### Belge Bölümü
◇ ◇ ◇ ◇ ◇

Rusya Devlet televizyonunda Zarrab davası, Fethullah Gülen ve 17-25 Aralık yolsuzluk operasyonları konuşuldu
Rusya devlet kanalı Rossiya 24'de yayınlanan ve sunuculuğunu Rusya'nın eski başbakanlarından Yevgeniy Primakov'un torunu, gazeteci Yevgeniy Primakov'un (Aleksandroviç) yaptığı 'Mejdunarodnoye obozreniye (Uluslararası Görüş)' programının geçen haftaki bölümünde son dönemde Türkiye'de yaşanan gelişmeler ele alındı.
Putin'in Ortadoğu turu, Rusya-Türkiye ilişkileri, Suriye krizi, ABD'deki Zarrab davası, Fethullah Gülen ve 17-25 Aralık yolsuzluk operasyonlarının konuşulduğu programa Türkiye uzmanı gazeteci Yaşar Niyazbayev konuk oldu.
Rusya Devlet Başkanı Vladimir Putin’in Orta Doğu turu ve Cumhurbaşkanı Erdoğan ile bir araya gelmesini anlatarak programa başlayan sunucu Primakov, "Türkiye ile ilişkilerimiz kolay olmasa da, yine de iyileşme yolunda. Türkiye, Orta Doğu'daki yeni duruma göre kendini ayarlamaya çalışıyor ve artık Rusya olmadan Suriye sorunlarını çözme imkanının olmadığını anlamış görünüyor" dedi.

◇ ◇ ◇ ◇ ◇

### Görevler
[a] Aşağıdaki kayıtlarda "boot" dizesinin geçtiği her satırı bul ve olduğu gibi kopyala.
[b] Yukarıdaki, Rus devlet televizyonunda Türkiye'nin ele alındığı programla ilgili haberi kaldığı yerden sürdür.

◇ ◇ ◇ ◇ ◇

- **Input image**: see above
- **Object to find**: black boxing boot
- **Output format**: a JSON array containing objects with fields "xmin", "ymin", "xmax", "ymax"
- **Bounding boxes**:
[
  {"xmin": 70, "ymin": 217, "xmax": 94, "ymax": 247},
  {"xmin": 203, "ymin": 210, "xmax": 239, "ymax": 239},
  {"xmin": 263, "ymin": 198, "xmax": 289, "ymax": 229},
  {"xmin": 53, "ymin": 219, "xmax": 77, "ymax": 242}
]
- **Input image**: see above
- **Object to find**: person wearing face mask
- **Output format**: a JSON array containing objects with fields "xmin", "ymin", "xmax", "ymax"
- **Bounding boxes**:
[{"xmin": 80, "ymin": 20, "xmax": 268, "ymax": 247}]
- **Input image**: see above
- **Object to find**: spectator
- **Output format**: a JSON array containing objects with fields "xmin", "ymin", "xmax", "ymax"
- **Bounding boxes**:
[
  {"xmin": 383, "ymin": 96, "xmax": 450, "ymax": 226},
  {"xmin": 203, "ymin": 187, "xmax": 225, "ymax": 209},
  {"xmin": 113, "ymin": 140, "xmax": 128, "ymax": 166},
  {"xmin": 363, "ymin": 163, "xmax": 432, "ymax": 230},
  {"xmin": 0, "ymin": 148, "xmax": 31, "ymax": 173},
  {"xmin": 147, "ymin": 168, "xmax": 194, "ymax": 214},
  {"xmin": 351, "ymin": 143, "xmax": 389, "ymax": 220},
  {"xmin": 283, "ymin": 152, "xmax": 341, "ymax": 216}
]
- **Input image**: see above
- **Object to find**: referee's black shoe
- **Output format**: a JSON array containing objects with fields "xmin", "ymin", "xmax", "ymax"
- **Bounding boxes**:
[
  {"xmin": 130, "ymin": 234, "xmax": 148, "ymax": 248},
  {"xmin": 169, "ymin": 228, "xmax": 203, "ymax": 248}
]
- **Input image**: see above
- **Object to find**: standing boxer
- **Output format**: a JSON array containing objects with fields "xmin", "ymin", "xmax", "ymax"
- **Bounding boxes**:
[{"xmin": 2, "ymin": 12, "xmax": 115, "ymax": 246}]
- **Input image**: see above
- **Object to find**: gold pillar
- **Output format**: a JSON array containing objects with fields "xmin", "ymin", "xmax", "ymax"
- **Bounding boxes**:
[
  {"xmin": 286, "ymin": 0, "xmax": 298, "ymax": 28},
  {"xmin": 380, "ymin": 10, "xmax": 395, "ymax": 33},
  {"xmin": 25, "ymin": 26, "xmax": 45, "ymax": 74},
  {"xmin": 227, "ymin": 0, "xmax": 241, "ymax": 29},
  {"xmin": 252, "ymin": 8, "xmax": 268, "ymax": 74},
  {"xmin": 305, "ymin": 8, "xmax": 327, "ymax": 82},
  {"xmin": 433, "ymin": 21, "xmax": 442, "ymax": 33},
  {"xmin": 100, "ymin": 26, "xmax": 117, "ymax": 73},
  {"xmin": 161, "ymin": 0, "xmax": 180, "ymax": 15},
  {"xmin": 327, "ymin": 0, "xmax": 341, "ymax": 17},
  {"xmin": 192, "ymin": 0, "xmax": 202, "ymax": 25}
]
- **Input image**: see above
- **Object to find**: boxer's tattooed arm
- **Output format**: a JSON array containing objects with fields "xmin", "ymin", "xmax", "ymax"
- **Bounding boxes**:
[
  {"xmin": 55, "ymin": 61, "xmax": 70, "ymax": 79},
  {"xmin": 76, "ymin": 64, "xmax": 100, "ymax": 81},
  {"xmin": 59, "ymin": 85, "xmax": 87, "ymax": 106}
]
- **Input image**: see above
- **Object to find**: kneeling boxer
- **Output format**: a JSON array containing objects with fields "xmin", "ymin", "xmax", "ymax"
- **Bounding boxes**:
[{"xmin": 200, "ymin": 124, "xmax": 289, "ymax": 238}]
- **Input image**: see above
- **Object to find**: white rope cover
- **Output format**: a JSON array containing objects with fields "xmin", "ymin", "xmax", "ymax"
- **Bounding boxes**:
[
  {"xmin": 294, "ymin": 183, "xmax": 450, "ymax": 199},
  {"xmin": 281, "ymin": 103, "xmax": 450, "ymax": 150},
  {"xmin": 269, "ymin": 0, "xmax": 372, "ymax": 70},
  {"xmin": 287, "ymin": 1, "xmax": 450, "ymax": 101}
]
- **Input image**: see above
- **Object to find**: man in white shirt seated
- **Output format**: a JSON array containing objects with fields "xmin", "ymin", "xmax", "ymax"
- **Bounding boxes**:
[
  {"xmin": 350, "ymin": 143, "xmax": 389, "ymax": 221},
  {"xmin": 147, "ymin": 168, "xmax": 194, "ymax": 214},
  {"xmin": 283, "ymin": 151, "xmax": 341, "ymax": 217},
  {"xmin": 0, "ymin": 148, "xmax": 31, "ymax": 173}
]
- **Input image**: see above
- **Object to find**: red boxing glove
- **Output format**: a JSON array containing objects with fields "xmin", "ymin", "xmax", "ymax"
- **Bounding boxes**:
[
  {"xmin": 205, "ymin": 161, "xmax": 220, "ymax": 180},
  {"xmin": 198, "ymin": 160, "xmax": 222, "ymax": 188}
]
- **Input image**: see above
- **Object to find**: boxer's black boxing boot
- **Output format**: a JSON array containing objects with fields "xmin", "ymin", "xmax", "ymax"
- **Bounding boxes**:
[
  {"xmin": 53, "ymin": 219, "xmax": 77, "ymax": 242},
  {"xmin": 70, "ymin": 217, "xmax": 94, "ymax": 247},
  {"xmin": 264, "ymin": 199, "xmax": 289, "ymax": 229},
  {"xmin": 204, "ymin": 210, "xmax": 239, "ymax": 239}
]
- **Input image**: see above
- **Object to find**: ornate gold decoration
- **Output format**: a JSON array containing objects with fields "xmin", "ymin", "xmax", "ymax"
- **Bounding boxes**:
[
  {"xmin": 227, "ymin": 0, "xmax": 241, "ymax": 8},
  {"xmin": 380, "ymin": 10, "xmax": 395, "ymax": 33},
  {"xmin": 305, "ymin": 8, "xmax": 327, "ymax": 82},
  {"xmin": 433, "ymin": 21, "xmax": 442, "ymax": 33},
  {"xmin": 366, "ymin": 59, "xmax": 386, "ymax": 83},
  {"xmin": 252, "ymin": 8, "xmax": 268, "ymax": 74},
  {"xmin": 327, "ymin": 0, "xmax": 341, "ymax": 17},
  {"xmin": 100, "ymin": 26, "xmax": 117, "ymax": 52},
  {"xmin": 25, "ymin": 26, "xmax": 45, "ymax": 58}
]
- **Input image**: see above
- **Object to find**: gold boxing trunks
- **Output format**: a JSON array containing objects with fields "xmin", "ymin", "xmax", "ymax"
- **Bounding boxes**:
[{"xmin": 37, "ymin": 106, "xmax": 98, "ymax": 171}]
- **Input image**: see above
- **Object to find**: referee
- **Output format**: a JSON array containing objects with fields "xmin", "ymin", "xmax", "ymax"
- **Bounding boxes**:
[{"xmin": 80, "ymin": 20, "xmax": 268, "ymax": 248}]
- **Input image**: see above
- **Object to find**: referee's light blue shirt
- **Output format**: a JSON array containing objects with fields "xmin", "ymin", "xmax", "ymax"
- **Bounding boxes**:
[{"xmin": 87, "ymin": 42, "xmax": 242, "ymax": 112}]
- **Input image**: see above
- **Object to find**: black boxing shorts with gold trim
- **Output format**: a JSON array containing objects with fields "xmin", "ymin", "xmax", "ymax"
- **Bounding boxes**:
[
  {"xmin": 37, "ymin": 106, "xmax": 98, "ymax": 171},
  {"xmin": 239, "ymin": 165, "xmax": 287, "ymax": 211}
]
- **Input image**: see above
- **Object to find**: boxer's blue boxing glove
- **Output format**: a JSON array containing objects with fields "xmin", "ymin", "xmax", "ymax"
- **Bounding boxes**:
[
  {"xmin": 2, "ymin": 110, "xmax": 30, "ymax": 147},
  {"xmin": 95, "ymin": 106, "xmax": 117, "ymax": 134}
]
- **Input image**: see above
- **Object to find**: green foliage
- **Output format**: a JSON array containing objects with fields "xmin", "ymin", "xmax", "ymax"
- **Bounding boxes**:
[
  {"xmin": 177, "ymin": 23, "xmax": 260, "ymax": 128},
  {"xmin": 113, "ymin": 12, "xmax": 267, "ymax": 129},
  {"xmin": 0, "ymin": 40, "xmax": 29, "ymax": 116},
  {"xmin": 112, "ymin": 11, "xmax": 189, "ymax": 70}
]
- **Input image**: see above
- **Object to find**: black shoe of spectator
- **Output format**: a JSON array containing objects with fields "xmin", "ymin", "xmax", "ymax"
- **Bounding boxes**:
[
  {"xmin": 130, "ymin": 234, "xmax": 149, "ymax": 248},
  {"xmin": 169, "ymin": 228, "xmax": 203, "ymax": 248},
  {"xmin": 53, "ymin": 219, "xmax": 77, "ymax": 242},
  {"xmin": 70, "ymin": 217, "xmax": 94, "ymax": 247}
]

◇ ◇ ◇ ◇ ◇

### Görev Çıktıları
[a]
- **Object to find**: black boxing boot
- **Object to find**: boxer's black boxing boot

[b]
"Türkiye ile barışmasına barıştık..."
Erdoğan'ın geçmişte Beşar Esad’ı tenkit ettiğini, Esad’ın gitmesini istediğini ve bu yüzden farklı ‘egzotik’ kurum ve kuruluşlara destek verdiğini hatırlatan Primakov, "Şimdilik bunu hatırlayan yok, ama unutmamamız da gerekiyor. Barışmasına barıştık. Ankara Şam’ı eleştirmeye devam etse de, aynı zamanda Rusya ve İran ile beraber sorunu çözüme kavuşturmak amacıyla üç ana sponsor-aracı arasında. NATO ile ilişkileri iyiden iyiye bozuluyor, ABD ile ilişkileri ise hızlı bir şekilde kötüleşiyor." diye ifade etti.
Türkiye-ABD ilişkilerinin 2016 yazında meydana gelen darbe girişiminden sonra bozulmaya başladığı belirten programda, Ankara'nın olayla ilgili olarak 1999 yılından beri ABD’de yaşayan Fethullah Gülen’i suçladığını söylendi. Washington'un ise 'Gülen’in iadesi' konusundaki talepleri görmezden gelip Ankara’yı kızdırdığı belirtildi. Bardağı taşıran son damlanın ise, ABD'nin İstanbul Başkonsolosluğu'nda 30 yıldır görev yapan Metin Topuz’un tutuklanması oluğunu ifade edildi.
"S-400'ler Türkiye-ABD ilişkilerini olumsuz etkiledi"
Primakov, Rusya ile Türkiye arasında S-400 füze sistemlerinin temini konusundaki görüşmelerin de, ABD ile ilişkileri olumsuz olarak etkilediğini söyledi.
Primakov bundan sonra ABD'nin Türkiye'ye karşı hücuma geçtiğini, ABD’de İran asıllı Türk vatandaşı ve işadamı Reza Zarrab'ı tutuklayarak kara para aklama davasında yargılandığını ifade etti.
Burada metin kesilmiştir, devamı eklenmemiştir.